▶ [How to complete this task]
Return the run of lines below that opens with the line containing "<point>193,280</point>" and closes with the line containing "One pin per instance of the small", keeping each one exact.

▶ [Given records]

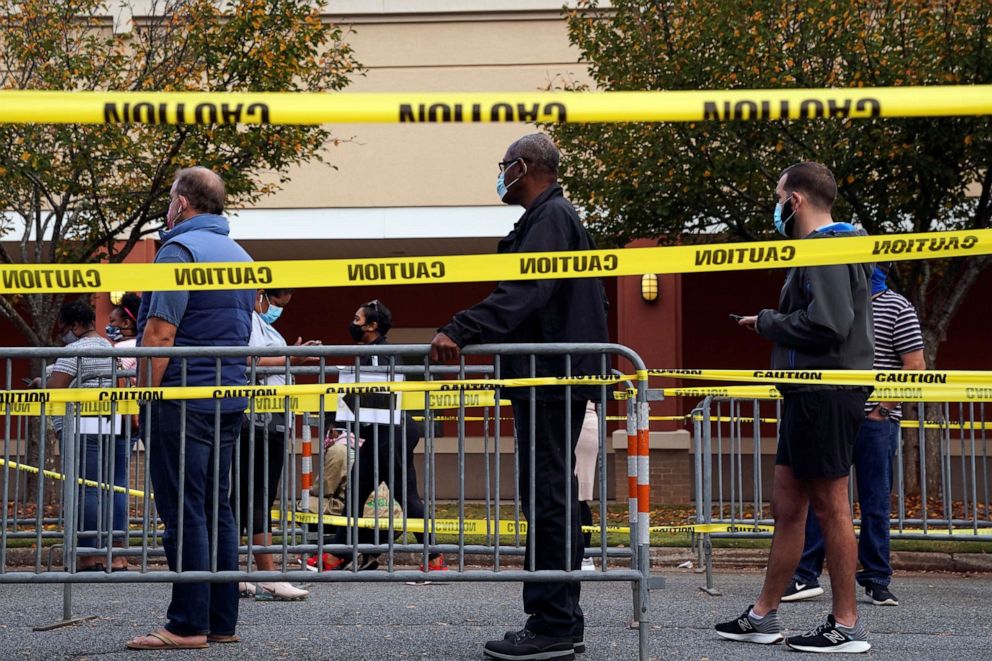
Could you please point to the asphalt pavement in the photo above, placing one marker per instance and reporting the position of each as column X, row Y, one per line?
column 940, row 617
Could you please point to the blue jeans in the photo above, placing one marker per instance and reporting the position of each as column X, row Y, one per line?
column 196, row 608
column 93, row 455
column 874, row 449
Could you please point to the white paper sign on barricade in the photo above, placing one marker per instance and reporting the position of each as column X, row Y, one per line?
column 374, row 408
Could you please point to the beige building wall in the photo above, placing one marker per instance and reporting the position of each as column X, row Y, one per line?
column 433, row 165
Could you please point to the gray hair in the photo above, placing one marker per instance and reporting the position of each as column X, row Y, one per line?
column 539, row 151
column 202, row 187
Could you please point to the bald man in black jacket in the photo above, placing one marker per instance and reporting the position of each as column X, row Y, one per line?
column 542, row 311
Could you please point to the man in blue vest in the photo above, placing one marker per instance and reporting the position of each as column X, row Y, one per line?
column 197, row 232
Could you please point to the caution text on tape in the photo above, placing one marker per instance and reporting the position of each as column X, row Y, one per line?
column 47, row 278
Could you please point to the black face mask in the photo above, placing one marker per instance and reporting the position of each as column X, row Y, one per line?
column 356, row 332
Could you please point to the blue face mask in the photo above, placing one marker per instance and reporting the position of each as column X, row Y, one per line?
column 782, row 224
column 878, row 278
column 272, row 314
column 501, row 186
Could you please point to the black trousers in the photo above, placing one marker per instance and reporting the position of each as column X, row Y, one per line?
column 257, row 505
column 364, row 484
column 553, row 607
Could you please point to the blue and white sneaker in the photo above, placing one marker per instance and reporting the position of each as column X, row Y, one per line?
column 832, row 638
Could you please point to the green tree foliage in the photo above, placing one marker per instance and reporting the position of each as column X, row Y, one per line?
column 82, row 193
column 713, row 181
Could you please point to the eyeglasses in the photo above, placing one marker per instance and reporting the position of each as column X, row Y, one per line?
column 506, row 165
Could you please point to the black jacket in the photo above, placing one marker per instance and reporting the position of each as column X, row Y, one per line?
column 824, row 316
column 541, row 311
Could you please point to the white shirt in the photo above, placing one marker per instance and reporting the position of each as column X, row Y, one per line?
column 264, row 335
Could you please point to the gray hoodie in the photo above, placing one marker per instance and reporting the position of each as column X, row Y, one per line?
column 824, row 316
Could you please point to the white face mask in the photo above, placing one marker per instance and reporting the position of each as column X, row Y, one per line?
column 501, row 186
column 171, row 220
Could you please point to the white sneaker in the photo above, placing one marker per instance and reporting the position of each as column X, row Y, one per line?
column 279, row 592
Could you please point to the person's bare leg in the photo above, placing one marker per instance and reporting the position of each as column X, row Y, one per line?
column 263, row 561
column 789, row 507
column 833, row 510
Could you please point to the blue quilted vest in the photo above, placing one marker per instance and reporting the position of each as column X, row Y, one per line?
column 219, row 318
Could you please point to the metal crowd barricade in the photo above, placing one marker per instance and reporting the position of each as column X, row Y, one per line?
column 491, row 548
column 734, row 443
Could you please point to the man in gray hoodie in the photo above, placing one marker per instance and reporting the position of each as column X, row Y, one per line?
column 823, row 321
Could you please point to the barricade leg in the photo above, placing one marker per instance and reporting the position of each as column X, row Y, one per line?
column 706, row 491
column 70, row 490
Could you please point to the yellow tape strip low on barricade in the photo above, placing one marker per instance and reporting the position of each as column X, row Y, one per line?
column 86, row 409
column 304, row 108
column 173, row 393
column 49, row 278
column 885, row 393
column 411, row 401
column 59, row 476
column 876, row 378
column 483, row 527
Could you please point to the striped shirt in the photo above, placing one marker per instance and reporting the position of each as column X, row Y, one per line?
column 95, row 371
column 897, row 332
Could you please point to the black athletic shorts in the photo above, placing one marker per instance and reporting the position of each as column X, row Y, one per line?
column 818, row 430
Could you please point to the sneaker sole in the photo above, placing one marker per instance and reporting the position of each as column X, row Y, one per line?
column 758, row 638
column 851, row 647
column 267, row 596
column 565, row 655
column 808, row 593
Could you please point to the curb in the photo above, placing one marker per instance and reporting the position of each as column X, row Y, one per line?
column 664, row 558
column 959, row 563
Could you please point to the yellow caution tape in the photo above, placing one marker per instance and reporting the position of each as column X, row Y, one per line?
column 47, row 278
column 484, row 527
column 85, row 409
column 411, row 401
column 916, row 392
column 876, row 378
column 59, row 476
column 142, row 395
column 56, row 107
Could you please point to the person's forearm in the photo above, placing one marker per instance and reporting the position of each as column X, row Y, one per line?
column 912, row 361
column 158, row 334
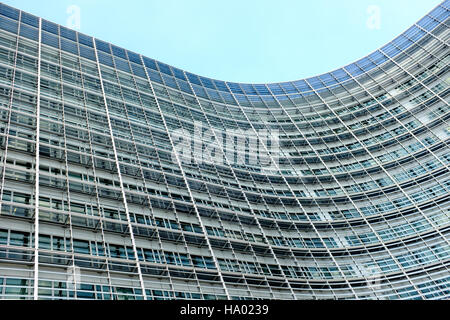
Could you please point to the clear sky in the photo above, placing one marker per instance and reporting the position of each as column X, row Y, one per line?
column 255, row 41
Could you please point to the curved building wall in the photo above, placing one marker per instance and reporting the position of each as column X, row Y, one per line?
column 126, row 178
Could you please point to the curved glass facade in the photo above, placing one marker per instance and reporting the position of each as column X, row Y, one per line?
column 138, row 180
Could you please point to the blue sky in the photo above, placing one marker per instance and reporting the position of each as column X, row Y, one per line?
column 255, row 41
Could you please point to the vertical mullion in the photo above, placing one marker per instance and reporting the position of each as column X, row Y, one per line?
column 36, row 197
column 116, row 159
column 205, row 234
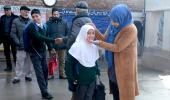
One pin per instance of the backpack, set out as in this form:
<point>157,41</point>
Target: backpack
<point>26,37</point>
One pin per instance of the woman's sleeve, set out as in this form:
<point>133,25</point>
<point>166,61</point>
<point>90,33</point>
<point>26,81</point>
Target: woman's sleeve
<point>69,64</point>
<point>125,40</point>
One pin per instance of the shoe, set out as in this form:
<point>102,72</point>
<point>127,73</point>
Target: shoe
<point>51,77</point>
<point>8,69</point>
<point>29,79</point>
<point>15,81</point>
<point>47,96</point>
<point>62,77</point>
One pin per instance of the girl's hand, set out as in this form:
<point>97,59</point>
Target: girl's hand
<point>96,42</point>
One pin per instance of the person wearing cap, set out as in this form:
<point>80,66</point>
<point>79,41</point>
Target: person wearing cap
<point>78,21</point>
<point>5,25</point>
<point>57,28</point>
<point>23,62</point>
<point>37,51</point>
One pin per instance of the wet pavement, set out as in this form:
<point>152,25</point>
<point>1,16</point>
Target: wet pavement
<point>151,86</point>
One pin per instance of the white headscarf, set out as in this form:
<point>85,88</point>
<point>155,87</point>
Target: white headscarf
<point>85,53</point>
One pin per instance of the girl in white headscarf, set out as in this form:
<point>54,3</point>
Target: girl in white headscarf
<point>81,67</point>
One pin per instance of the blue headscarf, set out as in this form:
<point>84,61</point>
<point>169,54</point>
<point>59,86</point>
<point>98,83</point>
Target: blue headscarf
<point>122,15</point>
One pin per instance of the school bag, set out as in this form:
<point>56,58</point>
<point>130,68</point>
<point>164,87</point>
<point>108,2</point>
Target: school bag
<point>52,65</point>
<point>99,92</point>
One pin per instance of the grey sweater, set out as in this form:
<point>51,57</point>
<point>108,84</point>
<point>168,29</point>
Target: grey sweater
<point>17,29</point>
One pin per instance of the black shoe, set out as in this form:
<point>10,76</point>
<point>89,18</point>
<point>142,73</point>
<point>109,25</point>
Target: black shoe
<point>29,79</point>
<point>51,78</point>
<point>47,96</point>
<point>8,69</point>
<point>15,81</point>
<point>62,77</point>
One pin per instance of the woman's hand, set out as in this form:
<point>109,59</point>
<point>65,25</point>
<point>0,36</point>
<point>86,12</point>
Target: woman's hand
<point>96,42</point>
<point>92,24</point>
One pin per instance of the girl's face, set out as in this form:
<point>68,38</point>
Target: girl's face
<point>90,36</point>
<point>115,24</point>
<point>36,18</point>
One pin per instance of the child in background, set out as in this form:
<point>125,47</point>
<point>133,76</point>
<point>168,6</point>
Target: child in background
<point>81,66</point>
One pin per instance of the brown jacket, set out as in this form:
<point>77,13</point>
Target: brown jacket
<point>125,53</point>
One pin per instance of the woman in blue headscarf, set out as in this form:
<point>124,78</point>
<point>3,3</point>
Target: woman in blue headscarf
<point>120,42</point>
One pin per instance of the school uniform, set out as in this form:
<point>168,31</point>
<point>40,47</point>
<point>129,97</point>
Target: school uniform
<point>81,67</point>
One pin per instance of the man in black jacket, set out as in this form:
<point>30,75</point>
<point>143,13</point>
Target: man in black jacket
<point>5,25</point>
<point>57,28</point>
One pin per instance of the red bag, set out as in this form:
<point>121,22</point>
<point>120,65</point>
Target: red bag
<point>52,65</point>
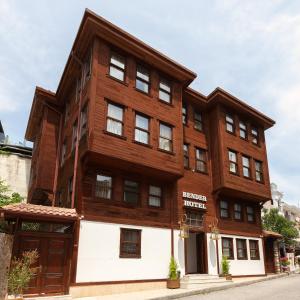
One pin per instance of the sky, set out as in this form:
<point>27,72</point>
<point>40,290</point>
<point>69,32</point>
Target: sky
<point>249,48</point>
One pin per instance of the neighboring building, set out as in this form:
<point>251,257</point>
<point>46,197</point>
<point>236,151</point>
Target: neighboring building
<point>134,150</point>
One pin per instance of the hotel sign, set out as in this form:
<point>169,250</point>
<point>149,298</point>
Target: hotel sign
<point>188,200</point>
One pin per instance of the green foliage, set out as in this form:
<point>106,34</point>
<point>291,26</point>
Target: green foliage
<point>273,221</point>
<point>21,272</point>
<point>173,269</point>
<point>225,265</point>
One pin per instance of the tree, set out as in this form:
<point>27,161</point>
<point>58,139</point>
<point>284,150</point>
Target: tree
<point>273,221</point>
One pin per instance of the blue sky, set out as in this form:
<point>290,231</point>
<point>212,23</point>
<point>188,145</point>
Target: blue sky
<point>249,48</point>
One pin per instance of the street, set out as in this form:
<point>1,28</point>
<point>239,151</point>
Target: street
<point>286,288</point>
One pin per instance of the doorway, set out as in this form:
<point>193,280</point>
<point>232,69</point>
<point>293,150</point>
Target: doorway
<point>195,249</point>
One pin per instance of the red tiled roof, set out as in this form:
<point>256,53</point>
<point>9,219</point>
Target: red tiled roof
<point>27,209</point>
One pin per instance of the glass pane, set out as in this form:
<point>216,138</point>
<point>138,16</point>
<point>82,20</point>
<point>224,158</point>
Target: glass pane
<point>117,73</point>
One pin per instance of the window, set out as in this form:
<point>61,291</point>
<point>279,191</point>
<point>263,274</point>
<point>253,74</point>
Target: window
<point>238,212</point>
<point>130,243</point>
<point>141,133</point>
<point>74,135</point>
<point>241,249</point>
<point>83,121</point>
<point>224,209</point>
<point>142,79</point>
<point>186,162</point>
<point>243,130</point>
<point>131,192</point>
<point>254,135</point>
<point>164,93</point>
<point>233,166</point>
<point>198,122</point>
<point>258,171</point>
<point>103,187</point>
<point>114,119</point>
<point>201,161</point>
<point>254,250</point>
<point>227,248</point>
<point>155,196</point>
<point>194,218</point>
<point>165,137</point>
<point>229,123</point>
<point>246,166</point>
<point>250,214</point>
<point>117,66</point>
<point>184,114</point>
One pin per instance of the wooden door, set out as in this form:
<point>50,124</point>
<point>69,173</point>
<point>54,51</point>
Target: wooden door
<point>52,266</point>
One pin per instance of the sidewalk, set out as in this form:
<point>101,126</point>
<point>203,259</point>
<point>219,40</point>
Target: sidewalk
<point>164,294</point>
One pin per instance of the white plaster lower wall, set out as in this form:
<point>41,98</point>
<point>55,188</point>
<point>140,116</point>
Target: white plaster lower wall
<point>243,267</point>
<point>98,253</point>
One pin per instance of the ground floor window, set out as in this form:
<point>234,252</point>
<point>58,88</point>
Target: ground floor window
<point>130,243</point>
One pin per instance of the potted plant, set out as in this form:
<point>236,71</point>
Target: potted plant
<point>173,281</point>
<point>226,268</point>
<point>21,272</point>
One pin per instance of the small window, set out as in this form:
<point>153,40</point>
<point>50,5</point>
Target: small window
<point>238,212</point>
<point>114,119</point>
<point>198,121</point>
<point>258,171</point>
<point>131,192</point>
<point>83,121</point>
<point>141,133</point>
<point>241,249</point>
<point>201,160</point>
<point>184,114</point>
<point>117,66</point>
<point>233,166</point>
<point>254,249</point>
<point>229,123</point>
<point>155,196</point>
<point>224,209</point>
<point>103,186</point>
<point>130,243</point>
<point>250,214</point>
<point>243,130</point>
<point>254,135</point>
<point>165,91</point>
<point>142,79</point>
<point>246,166</point>
<point>227,248</point>
<point>186,159</point>
<point>165,137</point>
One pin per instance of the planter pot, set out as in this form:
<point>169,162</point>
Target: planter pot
<point>173,283</point>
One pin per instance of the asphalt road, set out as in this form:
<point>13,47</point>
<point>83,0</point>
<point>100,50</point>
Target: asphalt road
<point>286,288</point>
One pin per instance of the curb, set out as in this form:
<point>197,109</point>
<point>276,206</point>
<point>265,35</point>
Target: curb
<point>220,288</point>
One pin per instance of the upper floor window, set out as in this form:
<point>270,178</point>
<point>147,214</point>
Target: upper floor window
<point>131,192</point>
<point>201,160</point>
<point>198,121</point>
<point>165,137</point>
<point>186,162</point>
<point>114,119</point>
<point>141,133</point>
<point>117,66</point>
<point>258,171</point>
<point>103,186</point>
<point>246,166</point>
<point>165,91</point>
<point>254,135</point>
<point>229,123</point>
<point>243,130</point>
<point>155,196</point>
<point>233,166</point>
<point>142,81</point>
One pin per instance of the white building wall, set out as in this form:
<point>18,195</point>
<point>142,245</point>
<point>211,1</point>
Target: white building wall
<point>98,253</point>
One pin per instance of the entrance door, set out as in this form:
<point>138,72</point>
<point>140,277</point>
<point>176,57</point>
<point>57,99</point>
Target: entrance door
<point>52,265</point>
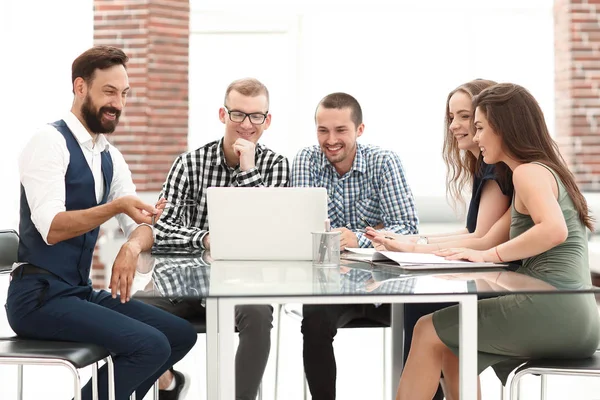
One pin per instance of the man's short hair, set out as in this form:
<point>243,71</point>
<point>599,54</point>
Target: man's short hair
<point>247,87</point>
<point>98,57</point>
<point>340,101</point>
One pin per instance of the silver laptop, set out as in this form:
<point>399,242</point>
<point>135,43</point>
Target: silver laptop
<point>265,223</point>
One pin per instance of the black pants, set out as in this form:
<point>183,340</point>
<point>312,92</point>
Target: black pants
<point>319,326</point>
<point>254,323</point>
<point>144,340</point>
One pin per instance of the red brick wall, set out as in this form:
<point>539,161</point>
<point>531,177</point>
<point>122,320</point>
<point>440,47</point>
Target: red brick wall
<point>154,126</point>
<point>577,83</point>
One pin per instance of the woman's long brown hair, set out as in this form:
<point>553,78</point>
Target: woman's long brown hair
<point>461,167</point>
<point>516,116</point>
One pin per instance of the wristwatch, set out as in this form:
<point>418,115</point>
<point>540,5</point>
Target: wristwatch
<point>422,240</point>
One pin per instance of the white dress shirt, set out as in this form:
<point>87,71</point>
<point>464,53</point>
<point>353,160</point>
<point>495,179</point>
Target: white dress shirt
<point>43,166</point>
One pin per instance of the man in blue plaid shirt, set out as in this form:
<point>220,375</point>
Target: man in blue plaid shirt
<point>366,187</point>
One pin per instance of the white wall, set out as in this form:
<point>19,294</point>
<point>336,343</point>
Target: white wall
<point>398,58</point>
<point>39,41</point>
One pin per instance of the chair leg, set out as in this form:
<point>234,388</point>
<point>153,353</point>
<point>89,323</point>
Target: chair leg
<point>277,341</point>
<point>111,378</point>
<point>384,370</point>
<point>543,389</point>
<point>20,382</point>
<point>304,385</point>
<point>95,381</point>
<point>76,381</point>
<point>515,385</point>
<point>156,387</point>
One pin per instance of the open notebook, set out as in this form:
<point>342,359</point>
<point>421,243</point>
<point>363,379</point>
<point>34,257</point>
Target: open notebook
<point>414,261</point>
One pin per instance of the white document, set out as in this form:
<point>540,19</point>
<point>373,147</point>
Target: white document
<point>417,260</point>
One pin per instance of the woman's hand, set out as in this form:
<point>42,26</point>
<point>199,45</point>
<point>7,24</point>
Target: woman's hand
<point>461,254</point>
<point>388,243</point>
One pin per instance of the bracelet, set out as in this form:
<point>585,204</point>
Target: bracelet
<point>496,281</point>
<point>499,258</point>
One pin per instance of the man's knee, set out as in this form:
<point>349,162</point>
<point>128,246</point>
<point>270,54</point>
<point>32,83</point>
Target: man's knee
<point>259,317</point>
<point>317,321</point>
<point>153,346</point>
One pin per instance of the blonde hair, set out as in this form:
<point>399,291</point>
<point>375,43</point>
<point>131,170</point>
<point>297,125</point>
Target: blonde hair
<point>461,167</point>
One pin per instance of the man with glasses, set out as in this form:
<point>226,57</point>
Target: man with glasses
<point>234,160</point>
<point>366,187</point>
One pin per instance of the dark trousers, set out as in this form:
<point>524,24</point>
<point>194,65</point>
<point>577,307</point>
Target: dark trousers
<point>144,340</point>
<point>254,323</point>
<point>319,326</point>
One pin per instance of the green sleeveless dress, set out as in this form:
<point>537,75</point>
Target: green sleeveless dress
<point>523,326</point>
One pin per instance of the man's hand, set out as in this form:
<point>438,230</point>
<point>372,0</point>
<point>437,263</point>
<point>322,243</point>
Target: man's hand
<point>371,233</point>
<point>136,209</point>
<point>381,242</point>
<point>123,271</point>
<point>160,206</point>
<point>245,150</point>
<point>347,238</point>
<point>206,241</point>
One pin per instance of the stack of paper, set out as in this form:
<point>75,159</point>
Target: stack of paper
<point>415,260</point>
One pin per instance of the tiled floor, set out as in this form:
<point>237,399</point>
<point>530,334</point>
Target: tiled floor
<point>360,371</point>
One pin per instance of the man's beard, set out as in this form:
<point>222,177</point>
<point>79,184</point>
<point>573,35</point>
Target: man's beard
<point>93,119</point>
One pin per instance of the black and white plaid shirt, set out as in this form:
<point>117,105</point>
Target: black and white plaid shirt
<point>185,222</point>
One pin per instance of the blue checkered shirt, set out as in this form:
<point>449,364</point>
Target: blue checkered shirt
<point>374,189</point>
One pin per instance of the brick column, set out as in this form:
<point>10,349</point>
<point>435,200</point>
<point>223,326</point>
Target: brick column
<point>154,127</point>
<point>577,83</point>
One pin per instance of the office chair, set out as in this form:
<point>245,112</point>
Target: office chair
<point>74,356</point>
<point>544,367</point>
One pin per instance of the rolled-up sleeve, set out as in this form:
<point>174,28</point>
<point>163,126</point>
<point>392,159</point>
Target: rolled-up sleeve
<point>122,185</point>
<point>43,165</point>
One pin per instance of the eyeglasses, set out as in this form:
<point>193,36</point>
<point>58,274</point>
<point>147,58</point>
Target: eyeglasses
<point>239,117</point>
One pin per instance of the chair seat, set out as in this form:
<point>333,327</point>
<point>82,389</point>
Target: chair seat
<point>79,354</point>
<point>590,364</point>
<point>365,323</point>
<point>199,323</point>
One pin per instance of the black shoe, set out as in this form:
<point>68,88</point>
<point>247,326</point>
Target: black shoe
<point>182,384</point>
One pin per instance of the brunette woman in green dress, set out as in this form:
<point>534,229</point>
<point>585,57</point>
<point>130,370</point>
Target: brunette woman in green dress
<point>549,217</point>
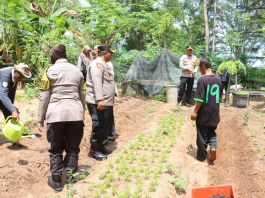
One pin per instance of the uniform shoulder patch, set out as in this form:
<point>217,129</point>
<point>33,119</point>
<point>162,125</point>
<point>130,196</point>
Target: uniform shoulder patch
<point>5,84</point>
<point>45,82</point>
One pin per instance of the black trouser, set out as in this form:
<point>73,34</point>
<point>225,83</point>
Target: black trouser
<point>4,110</point>
<point>182,87</point>
<point>225,85</point>
<point>205,135</point>
<point>64,136</point>
<point>100,123</point>
<point>110,132</point>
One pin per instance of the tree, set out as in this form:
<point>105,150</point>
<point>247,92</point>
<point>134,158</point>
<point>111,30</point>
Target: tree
<point>207,37</point>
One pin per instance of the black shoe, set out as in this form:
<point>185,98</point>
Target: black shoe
<point>187,104</point>
<point>69,177</point>
<point>104,150</point>
<point>55,182</point>
<point>97,155</point>
<point>111,138</point>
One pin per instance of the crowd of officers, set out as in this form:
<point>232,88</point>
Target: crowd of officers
<point>63,103</point>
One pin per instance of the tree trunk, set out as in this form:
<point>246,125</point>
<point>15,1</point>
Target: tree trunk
<point>214,25</point>
<point>206,26</point>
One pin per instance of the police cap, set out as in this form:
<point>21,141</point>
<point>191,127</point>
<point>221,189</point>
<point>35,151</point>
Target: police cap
<point>102,48</point>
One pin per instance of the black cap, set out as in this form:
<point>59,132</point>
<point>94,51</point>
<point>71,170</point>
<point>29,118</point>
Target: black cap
<point>189,47</point>
<point>102,48</point>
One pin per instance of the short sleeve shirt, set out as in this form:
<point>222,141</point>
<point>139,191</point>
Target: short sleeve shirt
<point>225,76</point>
<point>209,91</point>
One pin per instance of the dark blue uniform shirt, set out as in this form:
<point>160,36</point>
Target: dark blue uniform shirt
<point>7,88</point>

▶ [Your response]
<point>193,280</point>
<point>232,69</point>
<point>293,150</point>
Target: doorway
<point>195,249</point>
One pin per instance of the red tiled roof, set out as in this form:
<point>256,53</point>
<point>9,219</point>
Target: red tiled roof
<point>27,209</point>
One pin per instance of the glass pane, set out as in this form:
<point>216,138</point>
<point>138,16</point>
<point>82,20</point>
<point>224,158</point>
Target: glass pane
<point>117,73</point>
One pin per instance of the window, set out as in this form:
<point>61,291</point>
<point>279,191</point>
<point>263,274</point>
<point>253,74</point>
Target: window
<point>238,212</point>
<point>130,243</point>
<point>141,133</point>
<point>74,135</point>
<point>241,249</point>
<point>83,121</point>
<point>224,209</point>
<point>142,79</point>
<point>186,162</point>
<point>243,130</point>
<point>131,192</point>
<point>254,135</point>
<point>164,93</point>
<point>233,166</point>
<point>198,122</point>
<point>258,171</point>
<point>103,187</point>
<point>114,119</point>
<point>201,161</point>
<point>254,250</point>
<point>227,248</point>
<point>155,196</point>
<point>194,218</point>
<point>165,137</point>
<point>229,123</point>
<point>246,166</point>
<point>250,214</point>
<point>117,66</point>
<point>184,114</point>
One pin per instance of the wooden door, set out as in this form:
<point>50,124</point>
<point>69,173</point>
<point>54,51</point>
Target: wooden door
<point>52,266</point>
One pin per instance of the sidewalk, set out as in this form:
<point>101,126</point>
<point>203,259</point>
<point>219,40</point>
Target: sidewalk
<point>164,294</point>
One pin per instance of the white plaster lower wall, set out as in this form:
<point>41,98</point>
<point>55,188</point>
<point>140,116</point>
Target: white plaster lower wall
<point>243,267</point>
<point>98,253</point>
One pin per instance of the ground floor window, set out as in this form:
<point>234,252</point>
<point>58,88</point>
Target: ground floor window
<point>130,243</point>
One pin per instance of the potted plant, set out as in this form:
<point>236,71</point>
Target: potted plant
<point>173,281</point>
<point>226,268</point>
<point>21,272</point>
One pin per instance of the small window, set out as in this form:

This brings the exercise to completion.